**Provided passage**
··········

Get Above Water: When You Are Struggling to Make Mortgage Payments
By: AARP Education & Outreach | Source: AARP.org | April 16, 2007
Many borrowers are struggling to make their mortgage payments. It may be because they were attracted to an adjustable rate mortgage (ARM) that at first had affordable monthly payments. Now that the interest rate has adjusted upward, the only direction most ARMs are headed these days, the homeowner can't make the new higher payments. They may have been manipulated into a loan they cannot afford to repay. They may have been convinced that because they had less than perfect credit the only way they could refinance was with a loan with high fees and high interest rates. Whatever the promises that the loan was right for them, too many homeowners now feel that they are drowning in debt and at risk of losing their homes.
Save Your Home
If you have that sinking feeling, there are some things that you can do to save your home. If it is not too late, refinance. See if you can refinance your mortgage with a reputable lender to get out of zero-interest or ARM loans into a fixed interest loan. The payments may be higher but you'll be glad you locked into a fixed payment.

··········

**Dataset records**
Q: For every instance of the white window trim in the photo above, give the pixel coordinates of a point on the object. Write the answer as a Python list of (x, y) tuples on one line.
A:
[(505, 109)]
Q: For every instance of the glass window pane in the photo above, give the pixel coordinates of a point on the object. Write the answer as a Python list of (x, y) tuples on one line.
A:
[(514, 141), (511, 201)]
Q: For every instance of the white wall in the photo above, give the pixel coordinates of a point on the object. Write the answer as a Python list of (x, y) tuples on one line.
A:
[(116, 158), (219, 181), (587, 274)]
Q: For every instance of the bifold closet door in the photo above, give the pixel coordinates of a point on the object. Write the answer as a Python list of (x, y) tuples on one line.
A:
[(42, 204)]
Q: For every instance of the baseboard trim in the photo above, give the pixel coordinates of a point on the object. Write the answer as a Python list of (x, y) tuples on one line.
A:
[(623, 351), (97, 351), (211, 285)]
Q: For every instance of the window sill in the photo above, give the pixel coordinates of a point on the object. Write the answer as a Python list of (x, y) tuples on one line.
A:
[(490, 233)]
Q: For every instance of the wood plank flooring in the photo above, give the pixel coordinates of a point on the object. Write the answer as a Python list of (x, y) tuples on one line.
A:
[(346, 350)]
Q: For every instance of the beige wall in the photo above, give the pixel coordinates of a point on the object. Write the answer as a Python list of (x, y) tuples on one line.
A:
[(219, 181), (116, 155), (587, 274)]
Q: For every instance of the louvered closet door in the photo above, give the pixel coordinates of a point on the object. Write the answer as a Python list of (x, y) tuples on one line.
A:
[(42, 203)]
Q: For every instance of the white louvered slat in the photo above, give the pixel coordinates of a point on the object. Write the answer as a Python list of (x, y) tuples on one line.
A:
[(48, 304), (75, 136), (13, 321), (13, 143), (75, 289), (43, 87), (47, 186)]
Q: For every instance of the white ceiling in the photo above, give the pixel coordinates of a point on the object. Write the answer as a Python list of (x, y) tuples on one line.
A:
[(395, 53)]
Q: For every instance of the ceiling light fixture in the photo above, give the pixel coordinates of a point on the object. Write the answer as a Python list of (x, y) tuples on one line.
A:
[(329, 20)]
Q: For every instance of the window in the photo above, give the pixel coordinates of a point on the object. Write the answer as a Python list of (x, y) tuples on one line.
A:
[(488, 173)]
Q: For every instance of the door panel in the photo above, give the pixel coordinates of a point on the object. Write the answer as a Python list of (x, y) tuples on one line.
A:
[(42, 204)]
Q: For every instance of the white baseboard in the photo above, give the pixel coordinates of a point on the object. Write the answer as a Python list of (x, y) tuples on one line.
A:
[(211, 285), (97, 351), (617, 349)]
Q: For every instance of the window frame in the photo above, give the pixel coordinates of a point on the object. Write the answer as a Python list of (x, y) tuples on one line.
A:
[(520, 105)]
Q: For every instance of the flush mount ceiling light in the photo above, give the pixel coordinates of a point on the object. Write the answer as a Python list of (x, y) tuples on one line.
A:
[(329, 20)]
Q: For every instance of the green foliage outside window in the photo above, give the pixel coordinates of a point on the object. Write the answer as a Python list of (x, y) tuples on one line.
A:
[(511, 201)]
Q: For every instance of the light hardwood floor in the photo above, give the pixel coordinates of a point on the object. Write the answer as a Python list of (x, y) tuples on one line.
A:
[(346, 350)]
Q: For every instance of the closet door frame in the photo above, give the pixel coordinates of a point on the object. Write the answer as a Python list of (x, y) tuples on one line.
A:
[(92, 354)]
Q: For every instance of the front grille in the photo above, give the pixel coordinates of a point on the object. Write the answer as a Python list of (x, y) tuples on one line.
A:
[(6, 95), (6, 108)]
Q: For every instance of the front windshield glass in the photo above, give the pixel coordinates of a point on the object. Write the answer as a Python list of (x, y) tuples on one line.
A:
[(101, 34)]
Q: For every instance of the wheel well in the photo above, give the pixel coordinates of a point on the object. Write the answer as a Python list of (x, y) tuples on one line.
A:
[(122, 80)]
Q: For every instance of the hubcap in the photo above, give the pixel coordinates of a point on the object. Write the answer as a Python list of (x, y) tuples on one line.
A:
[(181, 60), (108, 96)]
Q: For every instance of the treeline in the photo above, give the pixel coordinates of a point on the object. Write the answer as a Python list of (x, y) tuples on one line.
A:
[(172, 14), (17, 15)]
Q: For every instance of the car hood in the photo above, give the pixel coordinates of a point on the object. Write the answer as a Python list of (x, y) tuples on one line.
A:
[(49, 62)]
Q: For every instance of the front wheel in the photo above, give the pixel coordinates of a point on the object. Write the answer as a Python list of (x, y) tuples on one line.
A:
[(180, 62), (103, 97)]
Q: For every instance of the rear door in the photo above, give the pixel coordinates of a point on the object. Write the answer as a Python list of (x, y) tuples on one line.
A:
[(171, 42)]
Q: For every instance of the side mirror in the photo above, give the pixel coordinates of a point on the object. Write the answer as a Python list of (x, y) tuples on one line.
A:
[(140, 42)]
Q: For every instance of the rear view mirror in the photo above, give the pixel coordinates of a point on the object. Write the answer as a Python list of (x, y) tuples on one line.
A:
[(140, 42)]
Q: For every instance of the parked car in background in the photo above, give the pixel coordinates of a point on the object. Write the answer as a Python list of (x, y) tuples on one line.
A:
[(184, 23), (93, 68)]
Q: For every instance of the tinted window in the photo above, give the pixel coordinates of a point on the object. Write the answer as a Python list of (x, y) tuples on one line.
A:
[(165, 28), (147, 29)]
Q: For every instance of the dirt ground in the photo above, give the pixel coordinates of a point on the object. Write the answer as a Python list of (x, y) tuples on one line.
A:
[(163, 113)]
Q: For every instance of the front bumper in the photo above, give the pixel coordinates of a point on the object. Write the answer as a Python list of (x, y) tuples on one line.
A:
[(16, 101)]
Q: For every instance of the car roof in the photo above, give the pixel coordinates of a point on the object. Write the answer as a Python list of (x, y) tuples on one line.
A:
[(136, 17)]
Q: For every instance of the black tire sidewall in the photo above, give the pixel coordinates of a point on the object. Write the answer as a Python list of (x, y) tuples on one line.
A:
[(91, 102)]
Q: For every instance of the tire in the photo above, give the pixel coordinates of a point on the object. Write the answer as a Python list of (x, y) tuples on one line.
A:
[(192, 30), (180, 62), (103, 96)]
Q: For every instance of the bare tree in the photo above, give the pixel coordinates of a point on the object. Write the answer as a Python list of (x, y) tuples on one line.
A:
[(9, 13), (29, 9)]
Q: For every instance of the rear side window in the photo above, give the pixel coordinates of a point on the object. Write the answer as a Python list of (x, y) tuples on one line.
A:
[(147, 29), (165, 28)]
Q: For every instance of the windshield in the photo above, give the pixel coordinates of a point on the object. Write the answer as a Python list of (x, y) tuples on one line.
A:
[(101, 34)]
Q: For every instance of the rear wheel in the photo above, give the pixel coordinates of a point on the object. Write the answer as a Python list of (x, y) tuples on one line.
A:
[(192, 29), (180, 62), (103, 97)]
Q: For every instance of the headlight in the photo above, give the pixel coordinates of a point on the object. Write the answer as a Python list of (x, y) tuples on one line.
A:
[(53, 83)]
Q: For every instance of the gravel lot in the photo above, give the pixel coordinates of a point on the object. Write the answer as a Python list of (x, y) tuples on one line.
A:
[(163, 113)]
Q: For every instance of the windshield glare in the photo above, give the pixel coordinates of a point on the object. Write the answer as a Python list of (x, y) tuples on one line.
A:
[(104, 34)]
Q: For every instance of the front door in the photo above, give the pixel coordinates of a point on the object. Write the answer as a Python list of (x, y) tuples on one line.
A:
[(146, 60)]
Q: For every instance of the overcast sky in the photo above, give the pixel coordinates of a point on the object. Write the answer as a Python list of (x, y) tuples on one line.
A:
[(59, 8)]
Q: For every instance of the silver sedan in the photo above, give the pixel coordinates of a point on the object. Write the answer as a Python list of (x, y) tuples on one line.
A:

··········

**Set problem**
Reproduce the passage from the mortgage payments article word for word, starting at "Get Above Water: When" and ending at "losing their homes.".

**The answer**
Get Above Water: When You Are Struggling to Make Mortgage Payments
By: AARP Education & Outreach | Source: AARP.org | April 16, 2007
Many borrowers are struggling to make their mortgage payments. It may be because they were attracted to an adjustable rate mortgage (ARM) that at first had affordable monthly payments. Now that the interest rate has adjusted upward, the only direction most ARMs are headed these days, the homeowner can't make the new higher payments. They may have been manipulated into a loan they cannot afford to repay. They may have been convinced that because they had less than perfect credit the only way they could refinance was with a loan with high fees and high interest rates. Whatever the promises that the loan was right for them, too many homeowners now feel that they are drowning in debt and at risk of losing their homes.